### PROBLEM TO SOLVE
Please copy the lines below exactly, from the first one through the line showing "Category: woman's hand".

Dataset excerpts:
.....
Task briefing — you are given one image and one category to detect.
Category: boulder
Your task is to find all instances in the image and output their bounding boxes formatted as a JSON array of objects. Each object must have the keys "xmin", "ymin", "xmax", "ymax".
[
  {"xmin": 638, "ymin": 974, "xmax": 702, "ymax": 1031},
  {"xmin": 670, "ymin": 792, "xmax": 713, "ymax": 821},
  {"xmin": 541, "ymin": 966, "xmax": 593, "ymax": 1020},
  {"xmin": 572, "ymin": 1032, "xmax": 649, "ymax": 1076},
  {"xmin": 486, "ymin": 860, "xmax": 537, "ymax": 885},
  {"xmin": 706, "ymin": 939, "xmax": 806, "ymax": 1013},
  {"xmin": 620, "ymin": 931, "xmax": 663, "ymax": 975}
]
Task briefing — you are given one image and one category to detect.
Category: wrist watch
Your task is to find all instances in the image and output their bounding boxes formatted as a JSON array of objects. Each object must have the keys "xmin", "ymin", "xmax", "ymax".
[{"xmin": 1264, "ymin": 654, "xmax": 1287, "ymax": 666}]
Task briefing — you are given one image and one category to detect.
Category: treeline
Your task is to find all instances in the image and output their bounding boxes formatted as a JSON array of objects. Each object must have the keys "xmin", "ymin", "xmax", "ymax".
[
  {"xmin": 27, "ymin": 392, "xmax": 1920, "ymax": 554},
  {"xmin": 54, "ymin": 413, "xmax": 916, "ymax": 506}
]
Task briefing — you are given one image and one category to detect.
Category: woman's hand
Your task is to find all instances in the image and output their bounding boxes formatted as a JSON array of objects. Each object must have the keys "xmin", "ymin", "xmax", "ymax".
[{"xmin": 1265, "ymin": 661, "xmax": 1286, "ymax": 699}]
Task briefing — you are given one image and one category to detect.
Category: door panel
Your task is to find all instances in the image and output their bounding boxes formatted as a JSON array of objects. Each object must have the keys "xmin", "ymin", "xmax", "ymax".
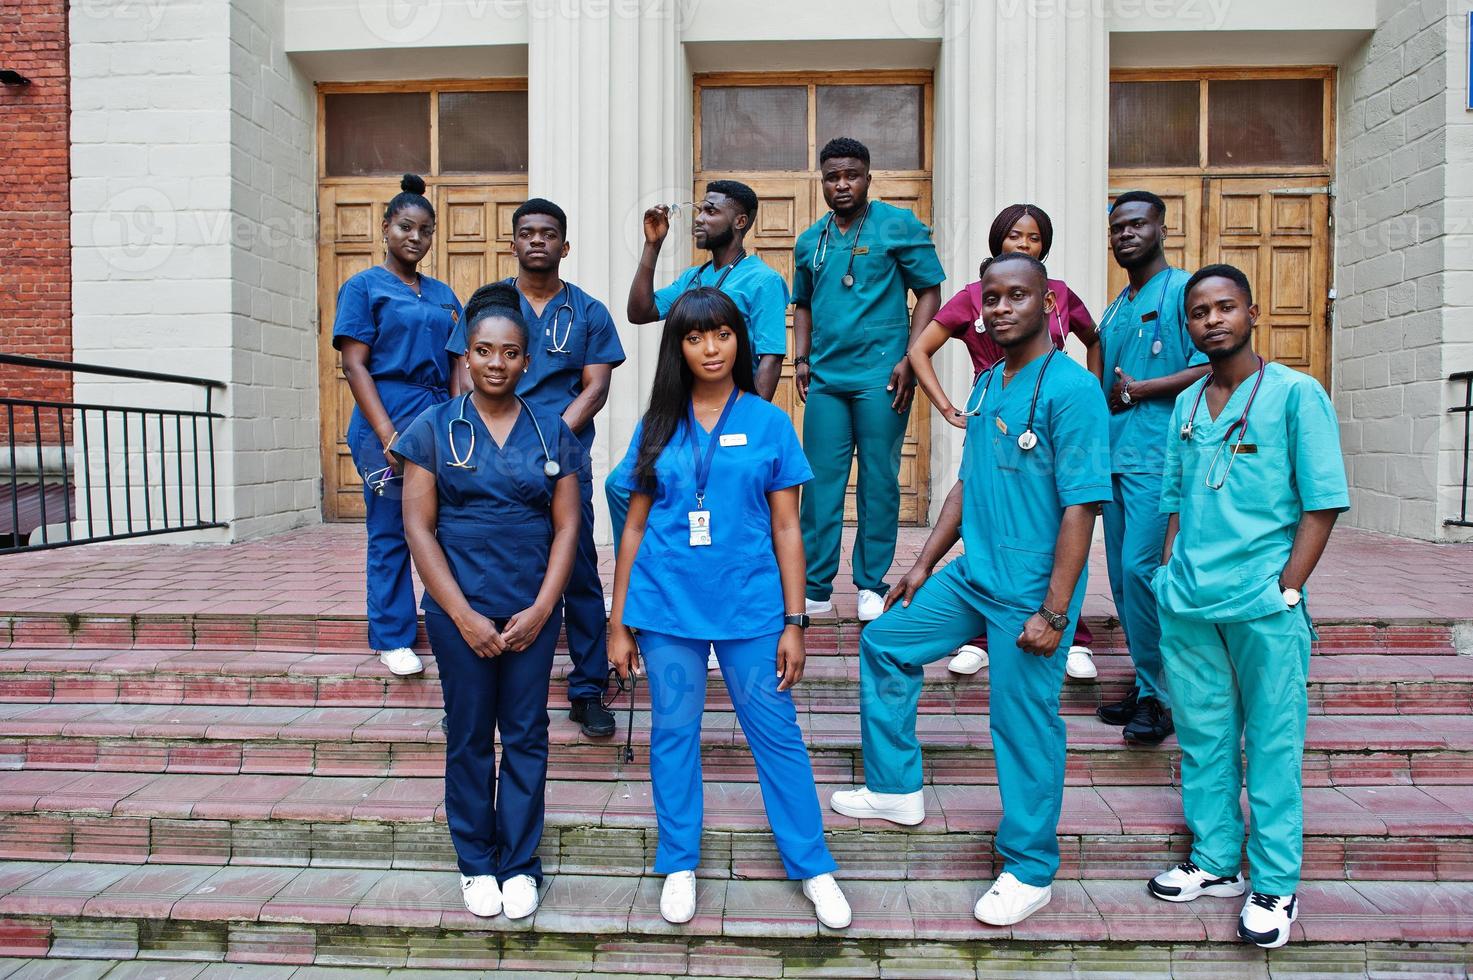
[{"xmin": 1106, "ymin": 177, "xmax": 1203, "ymax": 302}]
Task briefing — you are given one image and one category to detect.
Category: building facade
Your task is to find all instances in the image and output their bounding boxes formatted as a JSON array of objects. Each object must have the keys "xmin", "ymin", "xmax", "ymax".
[{"xmin": 9, "ymin": 0, "xmax": 1470, "ymax": 543}]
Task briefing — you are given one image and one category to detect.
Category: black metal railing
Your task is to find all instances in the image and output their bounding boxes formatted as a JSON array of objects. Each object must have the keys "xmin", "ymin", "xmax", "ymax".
[
  {"xmin": 1449, "ymin": 371, "xmax": 1473, "ymax": 529},
  {"xmin": 0, "ymin": 353, "xmax": 227, "ymax": 553}
]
.....
### SOLUTION FOR THIS PROBLEM
Task briefing — you are given one image and one category to detect.
Category: boulder
Your task is to find all instances in the image and output their bounding boxes formatted as a JSON array of objects. Each object must have the keys "xmin", "ymin", "xmax", "ymax".
[
  {"xmin": 638, "ymin": 974, "xmax": 702, "ymax": 1031},
  {"xmin": 670, "ymin": 792, "xmax": 713, "ymax": 821},
  {"xmin": 541, "ymin": 966, "xmax": 593, "ymax": 1020},
  {"xmin": 572, "ymin": 1032, "xmax": 649, "ymax": 1076},
  {"xmin": 486, "ymin": 860, "xmax": 537, "ymax": 885},
  {"xmin": 706, "ymin": 939, "xmax": 806, "ymax": 1013},
  {"xmin": 620, "ymin": 931, "xmax": 663, "ymax": 975}
]
Task briefing — you are given one image and one category to detect.
Category: wrist watch
Your task is to find all instances in the image and output their bounding boxes formatted as a JSON array of objects. Each object must have the keys "xmin", "ymin", "xmax", "ymax".
[{"xmin": 1264, "ymin": 654, "xmax": 1287, "ymax": 666}]
Task briefing — you are given one image and one category to detect.
Category: treeline
Your task is to find all instances in the image and output their bounding boxes formatted as a JSON array of objects. Each object must have the keys "xmin", "ymin", "xmax", "ymax".
[
  {"xmin": 27, "ymin": 392, "xmax": 1920, "ymax": 554},
  {"xmin": 54, "ymin": 413, "xmax": 916, "ymax": 506}
]
Task briefing — you are given one image and one category to detect.
Category: woman's hand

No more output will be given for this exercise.